Instructions to follow:
Quote word for word everything in the newspaper column below from "When he got" down to "and jet lag.".

Document segment:
START

The Norwalk Hour

As the days of childhood get shorter

- Rick Magee is a Bethel resident and an English professor at a Connecticu­t university. Contact him at r.m.magee.writer@gmail.com.

My son missed almost all of the last month of school because I was teaching a class in Italy, and he of course went along with me and my wife. Despite the many temptation­s of Rome, he was eager to get back to school for the last week. I’m sure travel fatigue played a large role, as well as the counterint­uitive truth that there is, in fact, a limit to how much pizza and gelato you can eat.

When he got off the bus on that last Friday, he was uncharacte­ristically subdued. On most days, he bounces off, singing some song he and his friend made up, or chattering about some exciting new Pokémon fact he learned. This day, though, he looked wilted. I knew that part of his depression was a delayed reaction to almost 10 hours in an airplane followed by two in a car compounded by a six-hour time change, but it was more than just travel fatigue and jet lag.

I was always ecstatic about the end of the school year, with summer vacation stretching ahead for what felt like eons and no thoughts about how bored I would get by mid-July bothering me. My son loves school and his teacher, and knowing that he’s done with Mr. Mo’s class forever made him sad.

END

Given data:
START

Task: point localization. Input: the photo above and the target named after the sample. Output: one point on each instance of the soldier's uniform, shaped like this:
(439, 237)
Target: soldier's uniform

END

Written answer:
When he got off the bus on that last Friday, he was uncharacte­ristically subdued. On most days, he bounces off, singing some song he and his friend made up, or chattering about some exciting new Pokémon fact he learned. This day, though, he looked wilted. I knew that part of his depression was a delayed reaction to almost 10 hours in an airplane followed by two in a car compounded by a six-hour time change, but it was more than just travel fatigue and jet lag.